RECORDS PROVIDED →

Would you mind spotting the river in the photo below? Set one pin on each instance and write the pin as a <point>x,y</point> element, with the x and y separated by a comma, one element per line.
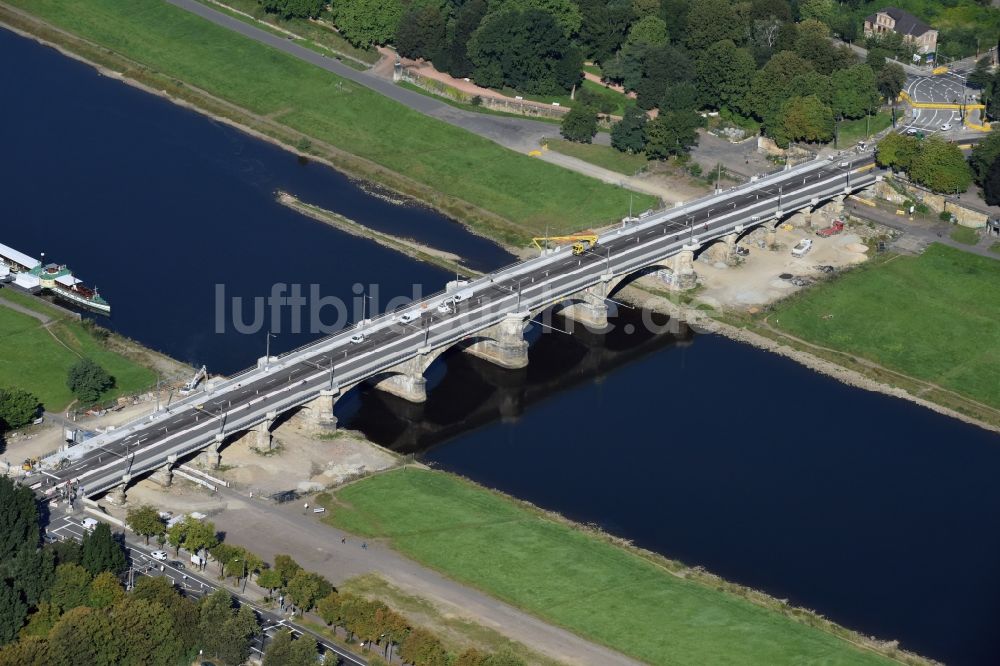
<point>873,511</point>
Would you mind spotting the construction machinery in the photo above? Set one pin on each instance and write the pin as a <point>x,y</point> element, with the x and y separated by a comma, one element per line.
<point>192,383</point>
<point>581,242</point>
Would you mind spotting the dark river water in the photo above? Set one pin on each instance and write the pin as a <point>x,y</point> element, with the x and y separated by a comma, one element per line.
<point>875,512</point>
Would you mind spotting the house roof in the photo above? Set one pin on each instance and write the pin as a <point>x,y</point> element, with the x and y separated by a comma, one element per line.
<point>906,23</point>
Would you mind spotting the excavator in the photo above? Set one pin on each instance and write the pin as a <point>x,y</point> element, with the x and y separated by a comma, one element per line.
<point>581,242</point>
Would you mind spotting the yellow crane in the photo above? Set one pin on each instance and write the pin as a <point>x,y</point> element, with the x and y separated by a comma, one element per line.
<point>581,242</point>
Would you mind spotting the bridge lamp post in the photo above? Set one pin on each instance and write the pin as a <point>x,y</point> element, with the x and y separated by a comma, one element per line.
<point>267,349</point>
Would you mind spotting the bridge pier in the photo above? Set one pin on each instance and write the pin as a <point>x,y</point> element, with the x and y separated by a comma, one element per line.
<point>506,345</point>
<point>164,475</point>
<point>263,441</point>
<point>321,409</point>
<point>592,312</point>
<point>116,495</point>
<point>683,267</point>
<point>210,456</point>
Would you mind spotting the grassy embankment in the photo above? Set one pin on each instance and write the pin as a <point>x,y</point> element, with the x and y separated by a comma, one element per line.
<point>320,32</point>
<point>634,603</point>
<point>932,318</point>
<point>507,196</point>
<point>602,156</point>
<point>852,131</point>
<point>36,358</point>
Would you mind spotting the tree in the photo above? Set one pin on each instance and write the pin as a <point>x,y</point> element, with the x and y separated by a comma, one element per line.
<point>805,119</point>
<point>101,551</point>
<point>422,648</point>
<point>306,588</point>
<point>991,184</point>
<point>566,13</point>
<point>421,32</point>
<point>710,21</point>
<point>649,31</point>
<point>455,58</point>
<point>105,591</point>
<point>526,51</point>
<point>890,81</point>
<point>83,636</point>
<point>71,587</point>
<point>941,166</point>
<point>671,133</point>
<point>820,10</point>
<point>580,124</point>
<point>13,610</point>
<point>772,85</point>
<point>897,151</point>
<point>367,22</point>
<point>294,8</point>
<point>984,154</point>
<point>854,92</point>
<point>17,408</point>
<point>88,381</point>
<point>724,73</point>
<point>980,76</point>
<point>145,521</point>
<point>146,633</point>
<point>270,580</point>
<point>628,134</point>
<point>18,518</point>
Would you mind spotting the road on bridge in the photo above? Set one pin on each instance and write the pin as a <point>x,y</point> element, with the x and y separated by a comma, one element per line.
<point>530,286</point>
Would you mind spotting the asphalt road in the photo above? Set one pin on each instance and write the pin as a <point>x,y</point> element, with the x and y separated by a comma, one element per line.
<point>516,133</point>
<point>525,287</point>
<point>195,584</point>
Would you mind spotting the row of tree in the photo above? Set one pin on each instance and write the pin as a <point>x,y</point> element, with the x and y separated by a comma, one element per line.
<point>305,591</point>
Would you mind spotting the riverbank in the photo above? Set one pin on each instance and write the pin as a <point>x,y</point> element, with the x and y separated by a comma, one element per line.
<point>406,246</point>
<point>508,196</point>
<point>650,606</point>
<point>863,330</point>
<point>42,342</point>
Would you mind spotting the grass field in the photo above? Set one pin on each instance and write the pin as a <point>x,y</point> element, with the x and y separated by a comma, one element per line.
<point>964,235</point>
<point>852,131</point>
<point>37,359</point>
<point>574,579</point>
<point>602,156</point>
<point>528,192</point>
<point>933,317</point>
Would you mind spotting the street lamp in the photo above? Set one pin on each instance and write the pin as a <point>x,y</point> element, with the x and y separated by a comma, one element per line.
<point>267,349</point>
<point>244,560</point>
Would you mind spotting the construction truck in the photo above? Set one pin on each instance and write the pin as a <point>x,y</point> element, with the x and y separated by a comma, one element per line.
<point>581,242</point>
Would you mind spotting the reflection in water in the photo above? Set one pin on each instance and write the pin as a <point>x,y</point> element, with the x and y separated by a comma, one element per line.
<point>465,392</point>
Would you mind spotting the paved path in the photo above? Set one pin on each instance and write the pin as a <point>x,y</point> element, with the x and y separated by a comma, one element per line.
<point>269,529</point>
<point>522,135</point>
<point>927,232</point>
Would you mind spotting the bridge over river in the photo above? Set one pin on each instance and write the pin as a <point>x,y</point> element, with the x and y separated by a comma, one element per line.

EXERCISE AIM → Shift the records in the part that opens with the line containing "Would you mind spotting the road" and closes with the line containing "<point>244,560</point>" by reproducing every line of that part, requests included, with 34 added to each x and y coordinate in the answer points. Give only these lines.

RESPONSE →
Would you mind spotting the road on bridge in the photo above? Set one pin on each instance and write the pin as a <point>x,y</point> element, with the x and y separated by a comma, one element per line.
<point>564,320</point>
Would you mind spotting the asphalt road in the photo above? Set one pin on each instance and write the pin as a <point>x,y</point> element, with the x and y separated by a comma, one element per line.
<point>550,167</point>
<point>559,321</point>
<point>229,618</point>
Would you mind spotting the row of tree in the photo above? Set one pin on each instance and write the pin as a <point>x,y</point> element, with the x and y separated by a comma, one element per line.
<point>339,625</point>
Would you mind spotting the riverbank in the photo above? Set one pin on each instance and write the pin as a <point>x,y</point> element, with the x and y separated by a comma, one element per line.
<point>440,280</point>
<point>542,230</point>
<point>684,640</point>
<point>897,364</point>
<point>76,376</point>
Would you mind spotting the grass field in the photo above? Set one pin on each instance and write the pin as a <point>x,y</point> element, with the x and y separated by a comma, one element per line.
<point>998,269</point>
<point>886,165</point>
<point>71,393</point>
<point>608,613</point>
<point>636,190</point>
<point>562,226</point>
<point>967,351</point>
Would you mind spotting the street lamp in the photo above? Set one pin on each instance and write the pin as a <point>x,y</point> element, with the x and y separated by a comma, one element per line.
<point>301,383</point>
<point>278,594</point>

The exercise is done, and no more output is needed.